| Text excerpt |
......
The next theorem concerns the existence and uniqueness of strong global solutions to (Split-DIN-AVD).

Theorem 2.3

Assume that \(\lambda , \gamma : [t_{0}, +\infty )\rightarrow (0, +\infty )\) are Lebesgue measurable functions and that \(\inf _{t\ge t_{0}}\lambda (t) > 0\). Then, for any \((x_{0}, u_{0})\in \mathcal {H}\times \mathcal {H}\) there exists a unique strong global solution \(x : [t_{0}, +\infty )\rightarrow \mathcal {H}\) of the system (2) that satisfies \(x(t_{0}) = x_{0}\) and \(\dot{x}(t_{0}) = u_{0}\).

Proof

We will rely on [17, Proposition 6.2.1] and distinguish between the cases \(\xi > 0\) and \(\xi = 0\). For each chase, we will check that the conditions of the afforementioned proposition are fulfilled. We will be working in the real Hilbert space \(\mathcal {H}\times \mathcal {H}\) endowed with the norm \(\Vert (x, y)\Vert = \Vert x\Vert + \Vert y\Vert \). Let \(\overline{x}\in {{\,\mathrm{zer}\,}}(A + B)\) be fixed.

The Case \(\xi > 0\). First, it can be easily checked (see also [4, 9, 13]) that for all \(t\ge t_{0}\) the following dynamical systems are equivalent

\(*\):

\(\displaystyle \ddot{x}(t) + \frac{\alpha }{t}\dot{x}(t) + \xi \left( \frac{d}{dt}T_{\lambda (t), \gamma (t)}(x(t))\right) + T_{\lambda (t), \gamma (t)}(x(t)) = 0\).

\(*\):

\(\displaystyle {\left\{ \begin{array}{ll} \dot{x}(t) + \xi T_{\lambda (t), \gamma (t)}(x(t)) - \left( \frac{1}{\xi } - \frac{\alpha }{t}\right) x(t) + \frac{1}{\xi }y(t) = 0, \\ \dot{y}(t) - \left( \frac{1}{\xi } - \frac{\alpha }{t} + \frac{\alpha \xi }{t^{2}}\right) x(t) + \frac{1}{\xi }y(t) = 0. \end{array}\right. }\)

In other words, (2) with Cauchy data \((x_{0}, u_{0}) = (x(t_{0}), \dot{x}(t_{0}))\) is equivalent to the first order system

$$\begin{aligned} {\left\{ \begin{array}{ll} \dot{z}(t) = F(t, z(t)), \\ z(t_{0}) = (x_{0}, y_{0}), \end{array}\right. } \end{aligned}$$

where \(z(t) = (x(t), y(t))\), F is given, for every \(t\ge t_{0}\), by

$$\begin{aligned} F(t, (x, y)) = \left[ -\xi T_{\lambda (t), \gamma (t)}(x) + \left( \frac{1}{\xi } - \frac{\alpha }{t}\right) x - \frac{1}{\xi }y, \, \left( \frac{1}{\xi } - \frac{\alpha }{t} + \frac{\alpha \xi }{t^{2}}\right) x - \frac{1}{\xi }y\right] \end{aligned}$$

and the Cauchy data is \(x_{0} = x(t_{0})\), \(y_{0} = -\xi \left( u_{0} + \xi T_{\lambda (t_{0}), \gamma (t_{0})}(x_{0}) - \left( \frac{1}{\xi } - \frac{\alpha }{t_{0}}\right) x_{0}\right) \).
......
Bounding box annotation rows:
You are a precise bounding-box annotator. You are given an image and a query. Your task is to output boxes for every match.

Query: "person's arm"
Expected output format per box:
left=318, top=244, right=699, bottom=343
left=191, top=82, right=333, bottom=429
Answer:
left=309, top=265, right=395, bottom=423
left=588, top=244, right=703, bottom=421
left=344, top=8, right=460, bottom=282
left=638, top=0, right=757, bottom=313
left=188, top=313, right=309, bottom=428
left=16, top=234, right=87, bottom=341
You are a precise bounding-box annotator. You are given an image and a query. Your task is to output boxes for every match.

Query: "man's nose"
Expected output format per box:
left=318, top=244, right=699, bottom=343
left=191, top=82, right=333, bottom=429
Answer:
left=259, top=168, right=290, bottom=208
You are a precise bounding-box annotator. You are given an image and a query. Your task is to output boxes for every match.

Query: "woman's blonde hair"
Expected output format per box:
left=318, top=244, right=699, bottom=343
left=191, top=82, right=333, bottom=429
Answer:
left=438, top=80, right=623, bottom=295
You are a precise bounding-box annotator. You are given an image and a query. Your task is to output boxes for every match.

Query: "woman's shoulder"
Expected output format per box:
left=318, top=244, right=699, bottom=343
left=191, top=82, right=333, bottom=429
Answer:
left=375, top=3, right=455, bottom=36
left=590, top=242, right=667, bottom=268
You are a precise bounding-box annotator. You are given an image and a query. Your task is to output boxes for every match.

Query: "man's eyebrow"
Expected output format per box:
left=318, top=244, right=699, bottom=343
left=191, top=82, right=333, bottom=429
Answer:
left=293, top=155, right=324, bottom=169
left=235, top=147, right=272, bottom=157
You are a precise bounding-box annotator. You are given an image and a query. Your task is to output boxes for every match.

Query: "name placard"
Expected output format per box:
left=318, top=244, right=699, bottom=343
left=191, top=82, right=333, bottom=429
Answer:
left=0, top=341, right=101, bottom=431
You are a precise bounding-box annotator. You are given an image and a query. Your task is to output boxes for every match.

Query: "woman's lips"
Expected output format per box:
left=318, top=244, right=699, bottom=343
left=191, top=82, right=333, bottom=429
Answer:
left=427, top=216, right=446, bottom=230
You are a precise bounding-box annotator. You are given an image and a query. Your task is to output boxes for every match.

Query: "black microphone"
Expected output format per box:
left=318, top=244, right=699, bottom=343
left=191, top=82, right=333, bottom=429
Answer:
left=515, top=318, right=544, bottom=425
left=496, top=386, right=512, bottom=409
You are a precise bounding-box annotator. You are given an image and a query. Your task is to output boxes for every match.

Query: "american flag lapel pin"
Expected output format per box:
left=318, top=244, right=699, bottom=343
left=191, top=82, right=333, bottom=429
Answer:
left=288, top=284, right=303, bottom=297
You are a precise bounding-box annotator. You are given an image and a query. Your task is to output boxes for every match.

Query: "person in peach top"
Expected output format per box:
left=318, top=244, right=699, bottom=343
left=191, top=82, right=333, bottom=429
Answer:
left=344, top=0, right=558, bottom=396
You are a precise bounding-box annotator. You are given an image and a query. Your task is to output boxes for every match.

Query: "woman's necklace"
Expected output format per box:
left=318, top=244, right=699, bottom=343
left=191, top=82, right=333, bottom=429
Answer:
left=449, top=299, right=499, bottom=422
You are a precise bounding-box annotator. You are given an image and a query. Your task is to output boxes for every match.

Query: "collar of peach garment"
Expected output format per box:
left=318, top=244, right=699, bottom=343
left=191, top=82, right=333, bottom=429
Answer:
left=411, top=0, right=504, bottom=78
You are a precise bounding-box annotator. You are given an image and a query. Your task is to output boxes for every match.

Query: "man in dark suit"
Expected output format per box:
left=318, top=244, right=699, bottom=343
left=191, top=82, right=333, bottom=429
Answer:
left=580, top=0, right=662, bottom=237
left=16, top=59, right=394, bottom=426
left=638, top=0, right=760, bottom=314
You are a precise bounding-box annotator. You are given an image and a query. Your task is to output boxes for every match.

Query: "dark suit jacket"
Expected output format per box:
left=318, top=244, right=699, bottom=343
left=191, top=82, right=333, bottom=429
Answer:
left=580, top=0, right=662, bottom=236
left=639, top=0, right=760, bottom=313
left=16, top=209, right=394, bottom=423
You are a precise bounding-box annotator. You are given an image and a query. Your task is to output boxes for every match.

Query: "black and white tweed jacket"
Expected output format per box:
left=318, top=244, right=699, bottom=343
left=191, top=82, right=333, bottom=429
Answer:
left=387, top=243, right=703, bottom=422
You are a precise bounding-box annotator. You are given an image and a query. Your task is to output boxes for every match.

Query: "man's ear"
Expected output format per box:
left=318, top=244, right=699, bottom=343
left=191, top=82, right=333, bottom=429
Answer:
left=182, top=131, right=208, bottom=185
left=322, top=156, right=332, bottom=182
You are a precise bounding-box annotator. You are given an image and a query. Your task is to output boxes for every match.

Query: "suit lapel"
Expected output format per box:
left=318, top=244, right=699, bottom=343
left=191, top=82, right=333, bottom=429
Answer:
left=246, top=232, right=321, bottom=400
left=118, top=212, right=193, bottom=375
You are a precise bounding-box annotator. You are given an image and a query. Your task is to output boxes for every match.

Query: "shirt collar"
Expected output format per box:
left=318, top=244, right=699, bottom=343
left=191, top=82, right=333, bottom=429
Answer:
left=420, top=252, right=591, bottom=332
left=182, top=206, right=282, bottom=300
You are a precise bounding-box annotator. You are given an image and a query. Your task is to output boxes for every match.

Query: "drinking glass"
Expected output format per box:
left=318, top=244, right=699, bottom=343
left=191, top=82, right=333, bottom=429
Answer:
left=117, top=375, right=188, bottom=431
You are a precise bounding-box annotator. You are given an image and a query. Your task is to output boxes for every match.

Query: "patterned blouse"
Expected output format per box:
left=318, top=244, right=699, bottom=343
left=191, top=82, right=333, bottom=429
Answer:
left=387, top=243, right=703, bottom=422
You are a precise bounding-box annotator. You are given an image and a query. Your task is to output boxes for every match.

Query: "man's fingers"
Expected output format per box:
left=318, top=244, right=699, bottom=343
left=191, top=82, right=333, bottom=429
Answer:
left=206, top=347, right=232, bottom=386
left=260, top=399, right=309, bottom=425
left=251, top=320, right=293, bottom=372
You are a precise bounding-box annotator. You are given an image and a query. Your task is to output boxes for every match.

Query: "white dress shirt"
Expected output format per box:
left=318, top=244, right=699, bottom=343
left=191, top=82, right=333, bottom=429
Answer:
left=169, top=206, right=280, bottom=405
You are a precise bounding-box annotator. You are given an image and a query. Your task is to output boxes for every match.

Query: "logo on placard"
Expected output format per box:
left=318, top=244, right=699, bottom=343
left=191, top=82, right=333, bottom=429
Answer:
......
| Work to complete |
[A] In the Theorem 2.3 excerpt, what does the proof rely on, and what does it say it will check for each case? Answer in one to three sentences.
[B] Translate this sentence from the Theorem 2.3 excerpt into Spanish: "The next theorem concerns the existence and uniqueness of strong global solutions to (Split-DIN-AVD)."
[C] Repeat the Theorem 2.3 excerpt from "Theorem 2.3" up to and including "B)\) be fixed.".
The rows have no role in any of this.

| Answers to the problems |
[A] The proof relies on [17, Proposition 6.2.1] and splits into the cases ξ > 0 and ξ = 0. For each case, it checks that the conditions of that proposition are fulfilled.

[B] El siguiente teorema trata sobre la existencia y la unicidad de soluciones globales fuertes de (Split-DIN-AVD).

[C]
Theorem 2.3

Assume that \(\lambda , \gamma : [t_{0}, +\infty )\rightarrow (0, +\infty )\) are Lebesgue measurable functions and that \(\inf _{t\ge t_{0}}\lambda (t) > 0\). Then, for any \((x_{0}, u_{0})\in \mathcal {H}\times \mathcal {H}\) there exists a unique strong global solution \(x : [t_{0}, +\infty )\rightarrow \mathcal {H}\) of the system (2) that satisfies \(x(t_{0}) = x_{0}\) and \(\dot{x}(t_{0}) = u_{0}\).

Proof

We will rely on [17, Proposition 6.2.1] and distinguish between the cases \(\xi > 0\) and \(\xi = 0\). For each chase, we will check that the conditions of the afforementioned proposition are fulfilled. We will be working in the real Hilbert space \(\mathcal {H}\times \mathcal {H}\) endowed with the norm \(\Vert (x, y)\Vert = \Vert x\Vert + \Vert y\Vert \). Let \(\overline{x}\in {{\,\mathrm{zer}\,}}(A + B)\) be fixed.